*** INFORMATION SUPPLIED

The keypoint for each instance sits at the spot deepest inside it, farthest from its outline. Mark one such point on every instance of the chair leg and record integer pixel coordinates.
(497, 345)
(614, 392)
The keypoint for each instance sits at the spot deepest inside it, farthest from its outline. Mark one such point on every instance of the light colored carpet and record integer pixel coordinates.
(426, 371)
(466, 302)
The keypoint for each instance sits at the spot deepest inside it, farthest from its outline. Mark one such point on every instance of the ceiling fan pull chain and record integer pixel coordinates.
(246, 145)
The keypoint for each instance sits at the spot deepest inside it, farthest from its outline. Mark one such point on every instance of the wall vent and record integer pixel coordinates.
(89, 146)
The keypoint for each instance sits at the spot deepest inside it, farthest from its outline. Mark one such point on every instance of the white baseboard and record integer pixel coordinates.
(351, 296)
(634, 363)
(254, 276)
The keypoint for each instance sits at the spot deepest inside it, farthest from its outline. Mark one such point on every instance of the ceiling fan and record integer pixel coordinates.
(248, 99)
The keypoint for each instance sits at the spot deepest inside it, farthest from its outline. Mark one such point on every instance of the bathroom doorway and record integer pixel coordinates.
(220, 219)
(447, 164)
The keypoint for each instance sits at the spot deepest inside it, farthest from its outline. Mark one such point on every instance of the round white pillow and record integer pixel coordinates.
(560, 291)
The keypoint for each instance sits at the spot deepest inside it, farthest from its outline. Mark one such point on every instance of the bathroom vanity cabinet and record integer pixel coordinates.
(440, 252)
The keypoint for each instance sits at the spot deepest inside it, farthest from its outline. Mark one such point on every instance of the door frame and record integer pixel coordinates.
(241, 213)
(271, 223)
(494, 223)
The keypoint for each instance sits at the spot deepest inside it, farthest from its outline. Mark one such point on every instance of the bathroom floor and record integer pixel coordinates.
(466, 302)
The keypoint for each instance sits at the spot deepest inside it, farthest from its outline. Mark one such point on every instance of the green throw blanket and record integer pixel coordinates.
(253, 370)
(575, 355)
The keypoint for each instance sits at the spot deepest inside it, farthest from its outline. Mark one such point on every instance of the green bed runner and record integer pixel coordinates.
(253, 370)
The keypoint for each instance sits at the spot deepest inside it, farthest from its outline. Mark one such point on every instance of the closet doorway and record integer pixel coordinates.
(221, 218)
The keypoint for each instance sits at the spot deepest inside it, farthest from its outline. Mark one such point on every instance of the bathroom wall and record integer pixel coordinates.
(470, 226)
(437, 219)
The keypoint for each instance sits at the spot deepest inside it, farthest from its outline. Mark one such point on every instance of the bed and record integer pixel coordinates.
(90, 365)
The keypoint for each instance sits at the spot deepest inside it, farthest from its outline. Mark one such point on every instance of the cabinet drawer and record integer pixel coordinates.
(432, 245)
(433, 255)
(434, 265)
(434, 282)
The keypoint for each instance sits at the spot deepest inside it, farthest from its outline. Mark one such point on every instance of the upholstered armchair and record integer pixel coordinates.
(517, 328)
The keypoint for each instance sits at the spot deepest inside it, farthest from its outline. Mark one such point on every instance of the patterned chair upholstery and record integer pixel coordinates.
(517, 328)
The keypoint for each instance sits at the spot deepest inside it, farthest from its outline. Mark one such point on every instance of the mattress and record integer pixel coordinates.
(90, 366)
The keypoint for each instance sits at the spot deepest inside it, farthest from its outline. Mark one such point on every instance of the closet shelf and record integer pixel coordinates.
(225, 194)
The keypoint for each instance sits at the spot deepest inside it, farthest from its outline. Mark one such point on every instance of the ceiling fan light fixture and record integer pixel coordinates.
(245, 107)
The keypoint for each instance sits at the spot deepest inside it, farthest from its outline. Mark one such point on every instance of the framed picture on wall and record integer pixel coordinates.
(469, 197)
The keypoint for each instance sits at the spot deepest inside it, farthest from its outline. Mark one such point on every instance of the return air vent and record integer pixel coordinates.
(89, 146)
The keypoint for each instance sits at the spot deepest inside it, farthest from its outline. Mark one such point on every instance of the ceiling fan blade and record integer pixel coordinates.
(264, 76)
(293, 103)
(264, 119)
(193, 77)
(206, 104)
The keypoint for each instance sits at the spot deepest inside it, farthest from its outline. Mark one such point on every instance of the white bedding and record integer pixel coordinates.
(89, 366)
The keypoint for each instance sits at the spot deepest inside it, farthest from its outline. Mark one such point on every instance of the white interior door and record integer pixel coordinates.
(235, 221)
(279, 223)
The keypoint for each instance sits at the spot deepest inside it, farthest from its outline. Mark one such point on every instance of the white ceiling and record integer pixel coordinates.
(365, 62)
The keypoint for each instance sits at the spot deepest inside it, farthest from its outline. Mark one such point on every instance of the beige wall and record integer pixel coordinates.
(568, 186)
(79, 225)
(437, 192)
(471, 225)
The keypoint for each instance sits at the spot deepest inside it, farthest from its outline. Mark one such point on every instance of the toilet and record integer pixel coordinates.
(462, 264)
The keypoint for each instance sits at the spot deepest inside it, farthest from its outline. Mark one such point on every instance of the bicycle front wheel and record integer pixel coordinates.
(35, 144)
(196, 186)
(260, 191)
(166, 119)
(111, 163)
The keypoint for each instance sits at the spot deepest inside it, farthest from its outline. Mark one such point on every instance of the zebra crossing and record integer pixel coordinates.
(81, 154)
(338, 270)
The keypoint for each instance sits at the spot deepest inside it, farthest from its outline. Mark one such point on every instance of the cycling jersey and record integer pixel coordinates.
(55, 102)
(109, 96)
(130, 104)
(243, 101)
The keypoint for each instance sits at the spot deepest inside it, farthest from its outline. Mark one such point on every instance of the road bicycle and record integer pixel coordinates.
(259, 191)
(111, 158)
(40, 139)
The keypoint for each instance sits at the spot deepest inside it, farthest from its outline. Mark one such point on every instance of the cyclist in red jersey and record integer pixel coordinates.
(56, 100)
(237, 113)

******

• [EXERCISE DETAILS]: Leave out every line before the one containing "beige wall and record integer pixel coordinates."; set down that line and all remaining lines of the material exactly.

• [ANSWER FOR THE TASK]:
The keypoint for each instance sits at the spot deepest inside it, farthest from its outline. Mark one such point on every instance of the beige wall and record integer pixel coordinates.
(568, 186)
(79, 225)
(437, 192)
(471, 225)
The keypoint for each instance sits at the spot deepest inside it, farthest from its outline. Mark one such point on every instance of the toilet and record integer pixel coordinates.
(462, 264)
The keypoint for each instance sits at the spot deepest inside it, farthest from its outline. Mark one such point on every instance of the bicycle front wheel and record integer pixel coordinates.
(35, 144)
(196, 186)
(260, 191)
(166, 119)
(111, 163)
The keypoint for each instance sits at the spot deepest inside it, farthest from its outline. Mark one such point on every instance of the zebra crossing and record integer pixel coordinates.
(81, 154)
(338, 270)
The keypoint for each instance sits at the spot deepest inside it, farthest from its outline. Mark one such point on every instance of the cycling jersey and record integer pixel coordinates.
(55, 102)
(109, 96)
(130, 104)
(243, 101)
The keypoint for each instance sits at the spot deepest inside it, farthest from its outline. Mark one such point on every instance of the road bicycle and record integer pixel coordinates.
(259, 191)
(111, 158)
(40, 139)
The keypoint for each instance sits at the spot deepest inside it, farthest from its outline. Mark one such point on every instance of the cyclist in red jersey and record integer pixel coordinates.
(56, 100)
(237, 113)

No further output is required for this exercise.